**What is required:** The answer must consist of each line below that contains the string "face".

**Source material:**
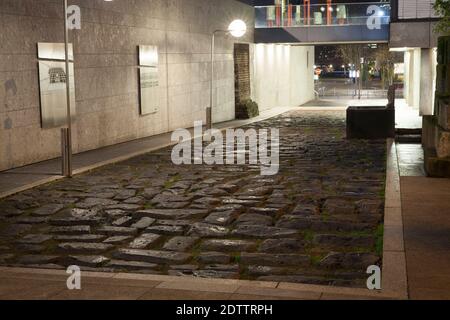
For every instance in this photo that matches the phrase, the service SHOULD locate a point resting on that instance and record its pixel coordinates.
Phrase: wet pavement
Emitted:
(319, 220)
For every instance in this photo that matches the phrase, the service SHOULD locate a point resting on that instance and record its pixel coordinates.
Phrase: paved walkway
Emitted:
(317, 221)
(38, 284)
(16, 180)
(426, 220)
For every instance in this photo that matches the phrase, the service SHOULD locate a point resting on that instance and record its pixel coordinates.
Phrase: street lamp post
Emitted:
(67, 132)
(237, 29)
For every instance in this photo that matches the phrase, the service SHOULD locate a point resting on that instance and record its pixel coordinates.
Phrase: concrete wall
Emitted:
(412, 77)
(105, 70)
(282, 75)
(420, 79)
(418, 34)
(427, 81)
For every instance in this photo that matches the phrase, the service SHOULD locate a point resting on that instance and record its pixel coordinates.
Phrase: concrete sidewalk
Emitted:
(426, 221)
(38, 284)
(20, 179)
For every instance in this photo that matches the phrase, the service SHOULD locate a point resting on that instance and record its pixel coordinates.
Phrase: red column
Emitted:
(307, 11)
(290, 15)
(278, 15)
(329, 12)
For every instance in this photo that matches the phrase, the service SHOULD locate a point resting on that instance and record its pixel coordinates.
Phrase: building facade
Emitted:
(106, 71)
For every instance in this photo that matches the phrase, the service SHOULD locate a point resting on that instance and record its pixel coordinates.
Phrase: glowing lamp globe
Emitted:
(237, 28)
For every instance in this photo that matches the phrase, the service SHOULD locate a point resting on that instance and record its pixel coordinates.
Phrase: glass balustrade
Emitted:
(341, 14)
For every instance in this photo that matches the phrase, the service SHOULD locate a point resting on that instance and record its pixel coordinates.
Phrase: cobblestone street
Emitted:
(318, 221)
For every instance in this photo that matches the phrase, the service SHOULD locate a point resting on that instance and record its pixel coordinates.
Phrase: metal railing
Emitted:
(415, 9)
(321, 14)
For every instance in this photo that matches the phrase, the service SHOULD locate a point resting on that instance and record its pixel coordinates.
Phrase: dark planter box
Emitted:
(370, 122)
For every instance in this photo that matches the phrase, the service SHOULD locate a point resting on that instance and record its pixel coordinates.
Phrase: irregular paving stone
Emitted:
(207, 230)
(123, 221)
(36, 259)
(87, 261)
(171, 213)
(110, 230)
(254, 219)
(15, 229)
(8, 211)
(116, 213)
(71, 230)
(150, 193)
(305, 210)
(95, 202)
(272, 212)
(349, 260)
(298, 279)
(180, 243)
(221, 217)
(214, 274)
(35, 239)
(76, 216)
(135, 200)
(182, 223)
(228, 201)
(125, 194)
(223, 267)
(4, 258)
(258, 191)
(165, 230)
(31, 220)
(331, 240)
(265, 270)
(30, 248)
(171, 198)
(131, 265)
(228, 245)
(48, 210)
(144, 241)
(80, 238)
(263, 232)
(230, 207)
(207, 200)
(282, 245)
(213, 258)
(172, 205)
(343, 226)
(338, 206)
(117, 239)
(85, 247)
(276, 260)
(370, 206)
(124, 207)
(143, 223)
(152, 256)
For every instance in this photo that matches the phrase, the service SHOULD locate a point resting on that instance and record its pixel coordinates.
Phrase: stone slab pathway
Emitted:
(319, 221)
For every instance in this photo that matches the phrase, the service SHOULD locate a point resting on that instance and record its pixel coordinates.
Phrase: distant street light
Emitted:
(237, 29)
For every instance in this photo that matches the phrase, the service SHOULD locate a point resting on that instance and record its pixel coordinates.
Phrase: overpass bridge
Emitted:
(323, 23)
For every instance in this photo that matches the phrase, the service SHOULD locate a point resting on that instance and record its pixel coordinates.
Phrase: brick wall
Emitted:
(242, 72)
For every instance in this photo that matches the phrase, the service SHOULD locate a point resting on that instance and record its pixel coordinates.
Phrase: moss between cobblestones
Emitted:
(379, 233)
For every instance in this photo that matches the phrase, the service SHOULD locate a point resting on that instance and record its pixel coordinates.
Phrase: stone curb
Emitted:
(394, 276)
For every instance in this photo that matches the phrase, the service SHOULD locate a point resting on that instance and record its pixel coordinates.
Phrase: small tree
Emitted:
(442, 8)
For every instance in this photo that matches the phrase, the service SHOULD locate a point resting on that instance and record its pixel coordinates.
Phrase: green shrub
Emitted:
(247, 109)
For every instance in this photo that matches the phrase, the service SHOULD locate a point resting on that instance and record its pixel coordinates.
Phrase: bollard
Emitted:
(208, 118)
(66, 163)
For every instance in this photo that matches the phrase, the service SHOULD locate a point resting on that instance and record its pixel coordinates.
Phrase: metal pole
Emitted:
(68, 160)
(209, 120)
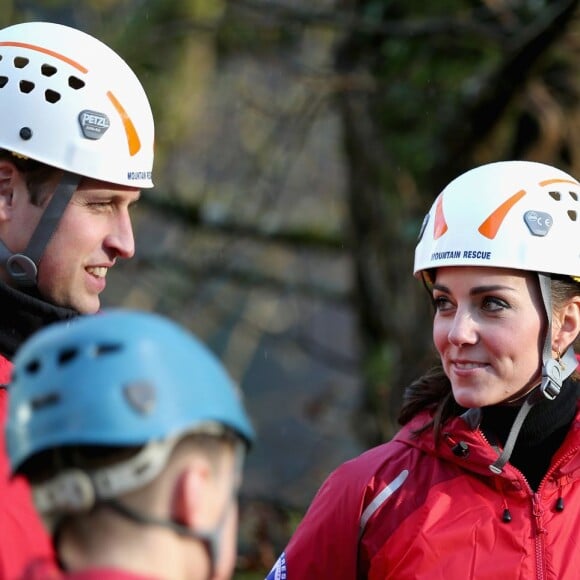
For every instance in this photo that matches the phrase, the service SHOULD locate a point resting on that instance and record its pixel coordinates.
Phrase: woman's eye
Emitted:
(441, 302)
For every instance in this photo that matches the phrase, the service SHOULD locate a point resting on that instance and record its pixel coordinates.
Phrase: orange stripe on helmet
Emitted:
(133, 140)
(440, 226)
(551, 181)
(56, 55)
(491, 225)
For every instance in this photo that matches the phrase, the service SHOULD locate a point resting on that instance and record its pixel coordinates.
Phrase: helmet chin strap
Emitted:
(23, 267)
(554, 373)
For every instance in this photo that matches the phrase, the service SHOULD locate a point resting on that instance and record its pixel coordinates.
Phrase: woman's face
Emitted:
(488, 329)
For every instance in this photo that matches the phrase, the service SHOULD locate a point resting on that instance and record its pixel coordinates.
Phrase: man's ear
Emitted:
(8, 177)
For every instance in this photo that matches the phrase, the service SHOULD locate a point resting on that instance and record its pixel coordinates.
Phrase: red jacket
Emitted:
(22, 535)
(408, 510)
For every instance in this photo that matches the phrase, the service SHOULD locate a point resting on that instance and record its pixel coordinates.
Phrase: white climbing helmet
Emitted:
(70, 101)
(512, 214)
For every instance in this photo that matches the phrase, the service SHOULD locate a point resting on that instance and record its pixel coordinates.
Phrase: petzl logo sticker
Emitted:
(93, 124)
(538, 222)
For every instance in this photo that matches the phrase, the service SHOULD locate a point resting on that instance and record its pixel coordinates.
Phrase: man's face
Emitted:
(93, 232)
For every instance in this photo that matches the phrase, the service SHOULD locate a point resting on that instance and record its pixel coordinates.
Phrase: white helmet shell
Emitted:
(509, 214)
(70, 101)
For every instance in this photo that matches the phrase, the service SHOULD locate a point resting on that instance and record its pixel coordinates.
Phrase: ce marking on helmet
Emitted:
(538, 222)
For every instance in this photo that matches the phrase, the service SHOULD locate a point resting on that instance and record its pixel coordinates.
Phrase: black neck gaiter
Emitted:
(22, 314)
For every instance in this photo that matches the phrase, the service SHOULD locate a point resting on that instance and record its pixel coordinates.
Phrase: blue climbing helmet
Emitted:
(118, 378)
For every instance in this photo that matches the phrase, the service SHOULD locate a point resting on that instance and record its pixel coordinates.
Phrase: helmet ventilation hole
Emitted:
(20, 62)
(48, 70)
(26, 87)
(75, 83)
(52, 96)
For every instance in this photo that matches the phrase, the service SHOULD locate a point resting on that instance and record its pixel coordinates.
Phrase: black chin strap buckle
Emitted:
(551, 379)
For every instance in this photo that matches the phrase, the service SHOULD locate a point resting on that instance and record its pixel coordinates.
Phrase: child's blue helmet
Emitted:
(118, 378)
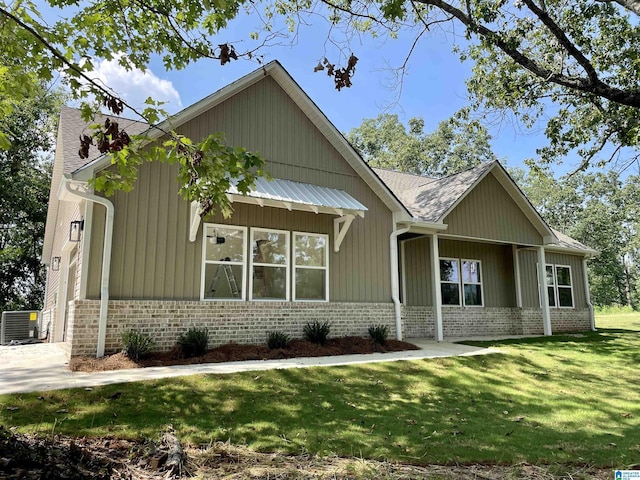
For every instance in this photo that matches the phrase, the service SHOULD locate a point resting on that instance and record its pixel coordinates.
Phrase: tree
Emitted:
(32, 50)
(570, 65)
(25, 177)
(599, 210)
(454, 146)
(573, 63)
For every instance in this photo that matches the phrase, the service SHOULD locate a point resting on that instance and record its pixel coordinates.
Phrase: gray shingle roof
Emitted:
(72, 126)
(427, 198)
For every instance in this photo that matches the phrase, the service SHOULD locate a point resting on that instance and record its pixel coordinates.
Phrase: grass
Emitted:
(561, 400)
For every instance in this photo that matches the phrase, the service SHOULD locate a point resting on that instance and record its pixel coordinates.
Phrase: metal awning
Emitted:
(299, 196)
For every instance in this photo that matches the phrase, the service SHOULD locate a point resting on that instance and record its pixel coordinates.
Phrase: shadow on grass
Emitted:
(536, 404)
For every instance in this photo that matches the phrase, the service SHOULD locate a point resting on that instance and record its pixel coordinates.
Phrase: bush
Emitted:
(277, 340)
(379, 333)
(194, 342)
(317, 332)
(136, 345)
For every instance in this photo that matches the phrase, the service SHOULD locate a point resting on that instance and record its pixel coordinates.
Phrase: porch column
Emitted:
(587, 294)
(544, 293)
(435, 282)
(516, 274)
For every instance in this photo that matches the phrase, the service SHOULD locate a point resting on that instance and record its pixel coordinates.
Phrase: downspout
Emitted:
(106, 258)
(587, 295)
(395, 281)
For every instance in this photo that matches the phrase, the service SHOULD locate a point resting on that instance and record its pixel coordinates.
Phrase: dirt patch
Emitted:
(30, 457)
(233, 352)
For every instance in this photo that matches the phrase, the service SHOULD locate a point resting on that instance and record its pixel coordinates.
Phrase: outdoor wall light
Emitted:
(74, 230)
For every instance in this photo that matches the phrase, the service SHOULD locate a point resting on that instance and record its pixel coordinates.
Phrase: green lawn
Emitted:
(564, 399)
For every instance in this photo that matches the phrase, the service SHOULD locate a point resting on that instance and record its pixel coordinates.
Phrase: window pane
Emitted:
(470, 272)
(222, 281)
(270, 282)
(224, 243)
(311, 250)
(550, 275)
(310, 284)
(449, 271)
(450, 293)
(564, 297)
(552, 296)
(563, 275)
(269, 247)
(472, 295)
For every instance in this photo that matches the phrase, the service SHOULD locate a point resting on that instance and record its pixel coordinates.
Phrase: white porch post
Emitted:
(516, 274)
(435, 282)
(587, 294)
(544, 293)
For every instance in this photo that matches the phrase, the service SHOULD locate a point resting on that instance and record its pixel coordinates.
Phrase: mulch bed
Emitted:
(233, 352)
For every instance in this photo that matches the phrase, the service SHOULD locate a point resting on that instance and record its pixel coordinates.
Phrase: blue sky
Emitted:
(433, 88)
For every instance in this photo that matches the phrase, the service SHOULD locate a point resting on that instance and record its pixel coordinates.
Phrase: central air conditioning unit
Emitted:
(18, 326)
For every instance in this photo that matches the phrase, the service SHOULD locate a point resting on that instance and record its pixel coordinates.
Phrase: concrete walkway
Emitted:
(29, 368)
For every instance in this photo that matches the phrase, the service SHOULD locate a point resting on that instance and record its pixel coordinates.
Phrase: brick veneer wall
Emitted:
(460, 322)
(240, 322)
(418, 322)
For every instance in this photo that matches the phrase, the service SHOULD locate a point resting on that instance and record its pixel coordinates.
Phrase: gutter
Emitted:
(70, 187)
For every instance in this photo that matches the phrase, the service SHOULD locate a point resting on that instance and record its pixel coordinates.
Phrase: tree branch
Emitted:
(72, 66)
(599, 88)
(557, 32)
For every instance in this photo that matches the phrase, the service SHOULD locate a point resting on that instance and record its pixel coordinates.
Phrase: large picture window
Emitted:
(223, 269)
(269, 278)
(461, 282)
(559, 286)
(310, 266)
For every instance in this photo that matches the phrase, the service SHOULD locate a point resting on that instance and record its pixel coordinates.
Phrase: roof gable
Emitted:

**Result for this task:**
Phrase: woman's face
Phrase: man's face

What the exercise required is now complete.